PROBLEM DETAILS: Reproduce the listing below exactly, minus its pictures.
* START EXTRACTED MATERIAL *
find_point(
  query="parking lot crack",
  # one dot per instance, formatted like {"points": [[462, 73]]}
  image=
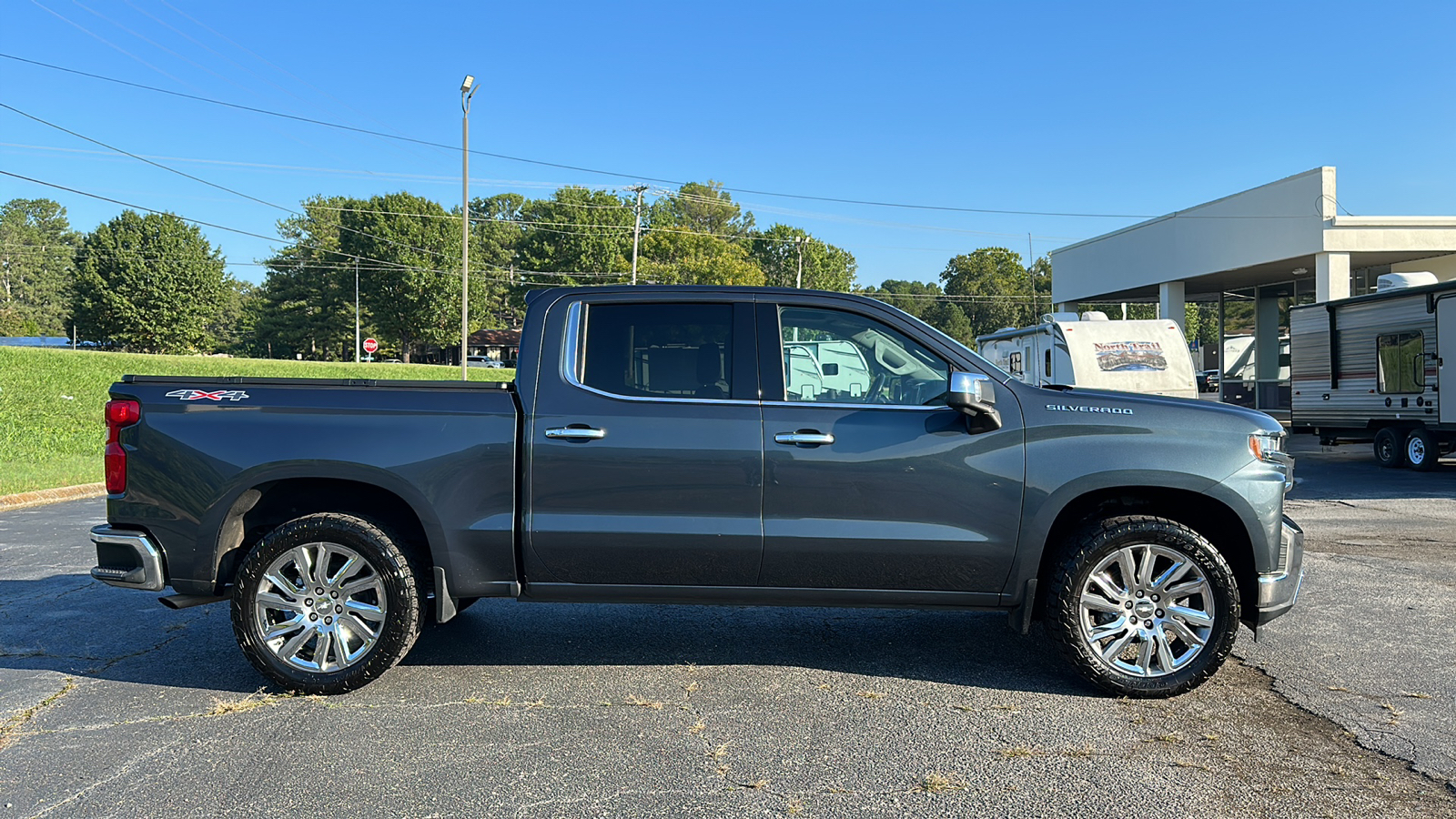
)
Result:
{"points": [[11, 731]]}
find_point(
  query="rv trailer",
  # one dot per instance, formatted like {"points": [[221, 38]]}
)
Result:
{"points": [[1370, 368], [1147, 356]]}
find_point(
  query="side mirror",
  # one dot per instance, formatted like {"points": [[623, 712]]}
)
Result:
{"points": [[975, 395]]}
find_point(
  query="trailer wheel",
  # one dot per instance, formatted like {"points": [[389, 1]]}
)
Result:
{"points": [[1421, 450], [1388, 450]]}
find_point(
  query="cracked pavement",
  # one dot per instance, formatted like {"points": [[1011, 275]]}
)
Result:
{"points": [[114, 705]]}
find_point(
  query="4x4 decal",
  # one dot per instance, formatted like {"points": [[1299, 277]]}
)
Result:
{"points": [[215, 395]]}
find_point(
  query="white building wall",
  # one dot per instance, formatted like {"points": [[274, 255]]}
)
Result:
{"points": [[1443, 267], [1279, 220]]}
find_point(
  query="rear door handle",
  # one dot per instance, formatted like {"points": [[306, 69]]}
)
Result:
{"points": [[575, 433], [808, 438]]}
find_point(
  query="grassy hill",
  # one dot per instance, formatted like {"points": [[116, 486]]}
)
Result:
{"points": [[51, 429]]}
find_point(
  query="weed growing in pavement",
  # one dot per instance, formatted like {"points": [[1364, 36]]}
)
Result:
{"points": [[941, 783]]}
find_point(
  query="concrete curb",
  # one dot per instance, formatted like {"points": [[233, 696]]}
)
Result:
{"points": [[43, 497]]}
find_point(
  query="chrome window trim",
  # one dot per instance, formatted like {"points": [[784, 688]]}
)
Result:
{"points": [[571, 359]]}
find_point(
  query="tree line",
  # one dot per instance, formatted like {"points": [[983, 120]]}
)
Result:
{"points": [[153, 283]]}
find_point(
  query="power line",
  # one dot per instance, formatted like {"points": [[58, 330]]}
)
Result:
{"points": [[807, 197], [215, 184]]}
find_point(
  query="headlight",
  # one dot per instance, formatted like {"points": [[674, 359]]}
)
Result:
{"points": [[1267, 446]]}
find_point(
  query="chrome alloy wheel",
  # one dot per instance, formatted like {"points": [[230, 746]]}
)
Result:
{"points": [[1147, 611], [319, 606], [1416, 450]]}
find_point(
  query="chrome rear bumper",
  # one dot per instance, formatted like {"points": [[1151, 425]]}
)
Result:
{"points": [[127, 560]]}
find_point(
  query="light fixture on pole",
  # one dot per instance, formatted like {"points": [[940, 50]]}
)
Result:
{"points": [[800, 242], [637, 229], [356, 309], [468, 89]]}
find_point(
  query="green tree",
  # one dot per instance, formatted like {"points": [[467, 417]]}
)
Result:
{"points": [[233, 322], [36, 256], [915, 298], [414, 290], [703, 208], [695, 258], [308, 299], [826, 267], [994, 286], [147, 283], [579, 234]]}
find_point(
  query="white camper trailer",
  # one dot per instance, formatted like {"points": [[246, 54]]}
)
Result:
{"points": [[1132, 356], [1370, 368]]}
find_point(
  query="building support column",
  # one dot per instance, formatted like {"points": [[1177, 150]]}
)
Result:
{"points": [[1171, 303], [1266, 349], [1331, 278]]}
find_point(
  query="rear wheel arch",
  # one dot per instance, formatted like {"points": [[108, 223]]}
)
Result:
{"points": [[262, 508]]}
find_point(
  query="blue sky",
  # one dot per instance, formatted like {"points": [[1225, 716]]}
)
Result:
{"points": [[1128, 108]]}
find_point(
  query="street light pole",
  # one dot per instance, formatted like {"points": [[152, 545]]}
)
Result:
{"points": [[637, 229], [800, 280], [468, 89], [356, 309]]}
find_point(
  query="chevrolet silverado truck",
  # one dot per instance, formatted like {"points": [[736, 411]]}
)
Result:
{"points": [[693, 445]]}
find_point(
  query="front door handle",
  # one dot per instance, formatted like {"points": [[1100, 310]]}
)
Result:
{"points": [[575, 433], [805, 438]]}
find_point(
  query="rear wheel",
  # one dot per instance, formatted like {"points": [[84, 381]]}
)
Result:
{"points": [[1145, 606], [1390, 450], [325, 603], [1421, 450]]}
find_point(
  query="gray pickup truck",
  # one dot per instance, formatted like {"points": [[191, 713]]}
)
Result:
{"points": [[692, 445]]}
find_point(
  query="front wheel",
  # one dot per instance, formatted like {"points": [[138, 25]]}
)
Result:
{"points": [[325, 603], [1143, 606]]}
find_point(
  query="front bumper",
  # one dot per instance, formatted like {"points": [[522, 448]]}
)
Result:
{"points": [[127, 560], [1280, 589]]}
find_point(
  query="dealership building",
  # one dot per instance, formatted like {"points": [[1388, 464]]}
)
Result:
{"points": [[1254, 254]]}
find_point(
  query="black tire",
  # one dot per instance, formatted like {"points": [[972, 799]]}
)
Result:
{"points": [[379, 614], [1161, 544], [1390, 450], [1421, 450]]}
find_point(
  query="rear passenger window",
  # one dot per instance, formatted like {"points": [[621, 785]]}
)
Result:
{"points": [[660, 350]]}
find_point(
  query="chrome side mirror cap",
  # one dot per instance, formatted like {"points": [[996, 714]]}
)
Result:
{"points": [[975, 387], [975, 395]]}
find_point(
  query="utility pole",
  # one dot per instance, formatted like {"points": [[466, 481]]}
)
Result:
{"points": [[1031, 278], [356, 309], [637, 229], [800, 280], [468, 89]]}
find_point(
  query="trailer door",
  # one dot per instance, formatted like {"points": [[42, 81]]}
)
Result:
{"points": [[1446, 350]]}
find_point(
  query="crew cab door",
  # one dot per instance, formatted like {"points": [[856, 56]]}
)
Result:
{"points": [[871, 481], [645, 446]]}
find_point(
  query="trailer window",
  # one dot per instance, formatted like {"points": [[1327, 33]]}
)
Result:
* END EXTRACTED MATERIAL *
TASK SOLUTION:
find_point(
  query="parking lot crack",
  # one dot per instance, formatted like {"points": [[462, 73]]}
  image=
)
Result:
{"points": [[11, 731]]}
find_point(
  query="rv trailer",
  # one dot per instance, formatted like {"points": [[221, 38]]}
)
Result:
{"points": [[1370, 368], [1147, 356]]}
find_point(
  query="side mirror",
  # one dot per instance, formatted like {"points": [[623, 712]]}
)
Result:
{"points": [[975, 395]]}
find_point(
  query="trailer wheel",
  # one dot per instance, formatted like {"points": [[389, 1]]}
)
Result:
{"points": [[1421, 450], [1388, 450]]}
find_point(
  query="cracked pavement",
  # one dot per instance, formatted like {"points": [[1011, 275]]}
)
Result:
{"points": [[114, 705]]}
find_point(
  query="4x4 decal",
  # one dot per instance, formatted like {"points": [[1299, 277]]}
)
Result:
{"points": [[215, 395]]}
find_point(
  query="white building wall",
  # one dot per instance, formatted like {"points": [[274, 255]]}
)
Result:
{"points": [[1443, 267], [1279, 220]]}
find_point(
  query="rear door handle",
  # one dot per instance, formatted like {"points": [[306, 69]]}
)
Result:
{"points": [[575, 433], [808, 438]]}
find_point(
  query="grassy hill",
  # one dot per instance, formatted like {"points": [[116, 486]]}
)
Result:
{"points": [[51, 429]]}
find_point(
  query="weed growing in pavement",
  # one dot per instance, formatted like {"points": [[1364, 36]]}
)
Result:
{"points": [[941, 783]]}
find_point(
  query="concrete curb",
  # one dot per instance, formatted like {"points": [[233, 696]]}
)
Result:
{"points": [[43, 497]]}
find_point(
  query="chrome window trim",
  # one dot per instance, formatted like {"points": [[784, 688]]}
)
Result:
{"points": [[571, 359]]}
find_point(
  query="tree line",
  # one dot per instance, formatted like {"points": [[983, 120]]}
)
Result:
{"points": [[153, 283]]}
find_point(
  query="power line",
  # one dot per instance, formatted like {"points": [[58, 330]]}
)
Result:
{"points": [[807, 197], [215, 184]]}
find_point(
  query="headlight",
  # one dot per instance, formatted like {"points": [[674, 359]]}
)
Result:
{"points": [[1267, 446]]}
find_point(
  query="chrome alloy wheel",
  # one dot per instance, formatted like {"points": [[230, 746]]}
)
Result:
{"points": [[1147, 611], [319, 606], [1416, 450]]}
find_point(
  query="chrome rear bumper",
  # one dot per instance, formatted like {"points": [[1151, 425]]}
)
Result:
{"points": [[127, 560]]}
find_point(
  query="light fixture on pole",
  # one dot per instance, formatted like {"points": [[940, 50]]}
)
Result:
{"points": [[800, 242], [637, 229], [356, 309], [468, 89]]}
find_point(
  query="green tree",
  # one dot per instance, formatted like {"points": [[467, 417]]}
)
Result:
{"points": [[233, 322], [36, 256], [915, 298], [414, 290], [703, 208], [695, 258], [308, 299], [826, 267], [994, 286], [147, 283], [579, 234]]}
find_point(
  query="white camper trailer",
  # one dot per instance, formatted like {"points": [[246, 54]]}
)
Result:
{"points": [[1132, 356], [1370, 368]]}
find_point(
  query="building support column",
  # one dot per instance, formatted like {"points": [[1177, 150]]}
)
Result:
{"points": [[1171, 303], [1266, 349], [1331, 278]]}
find_point(
  query="rear wheel arch",
  # one dot per instance, formatted like {"points": [[108, 223]]}
)
Result:
{"points": [[262, 508]]}
find_point(
  query="blue sky",
  # one dot per instance, formatted like {"points": [[1225, 716]]}
)
Result:
{"points": [[1128, 108]]}
find_point(
  query="street light pole",
  # one dot per instance, formatted like {"points": [[152, 545]]}
)
Result:
{"points": [[637, 229], [800, 280], [468, 89], [356, 309]]}
find_point(
  query="chevrolet silverado truck",
  # one dot per instance, formatted like {"points": [[736, 411]]}
)
Result:
{"points": [[693, 445]]}
find_point(
  query="front door handle",
  # one dot per instance, formatted like {"points": [[1100, 310]]}
)
Result:
{"points": [[575, 433], [805, 438]]}
find_point(
  query="rear wheel",
  # one dot per instance, formatted like {"points": [[84, 381]]}
)
Result:
{"points": [[1145, 606], [1390, 450], [325, 603], [1421, 450]]}
find_point(
  query="gray pickup truck",
  # one dot per instance, formatted like {"points": [[191, 713]]}
)
Result:
{"points": [[692, 445]]}
find_point(
  query="front wheel",
  # one dot per instance, formatted like {"points": [[138, 25]]}
)
Result:
{"points": [[325, 603], [1143, 606]]}
find_point(
  query="front bumper",
  # one dot per instance, formatted like {"points": [[522, 448]]}
)
Result:
{"points": [[127, 560], [1280, 589]]}
find_point(
  query="dealership building",
  # one dot per instance, formatted like {"points": [[1388, 464]]}
)
Result:
{"points": [[1254, 254]]}
find_point(
  query="black tire",
  # one dot per instance, formatted like {"points": [[972, 799]]}
)
Result:
{"points": [[379, 614], [1161, 544], [1390, 450], [1421, 450]]}
find_point(
  query="rear passenger window",
  # one dot per instance, formatted like {"points": [[621, 785]]}
)
Result:
{"points": [[660, 350]]}
find_point(
  query="chrome side mirror cap",
  # one dot per instance, formatted like {"points": [[996, 714]]}
)
Result:
{"points": [[975, 387], [975, 395]]}
find_point(
  query="utility pole",
  # one dot per instance, formatted like {"points": [[466, 481]]}
)
Result:
{"points": [[1031, 278], [356, 309], [637, 229], [800, 280], [468, 89]]}
find_point(
  query="trailer door",
  # one dot per instance, formatted like {"points": [[42, 81]]}
)
Result:
{"points": [[1446, 350]]}
find_point(
  query="crew cab door",
  # one dot per instance, formatted like {"points": [[856, 56]]}
)
Result:
{"points": [[871, 481], [645, 446]]}
find_point(
  query="trailer window",
  # one dot per instance, formatted like {"points": [[1327, 33]]}
)
Result:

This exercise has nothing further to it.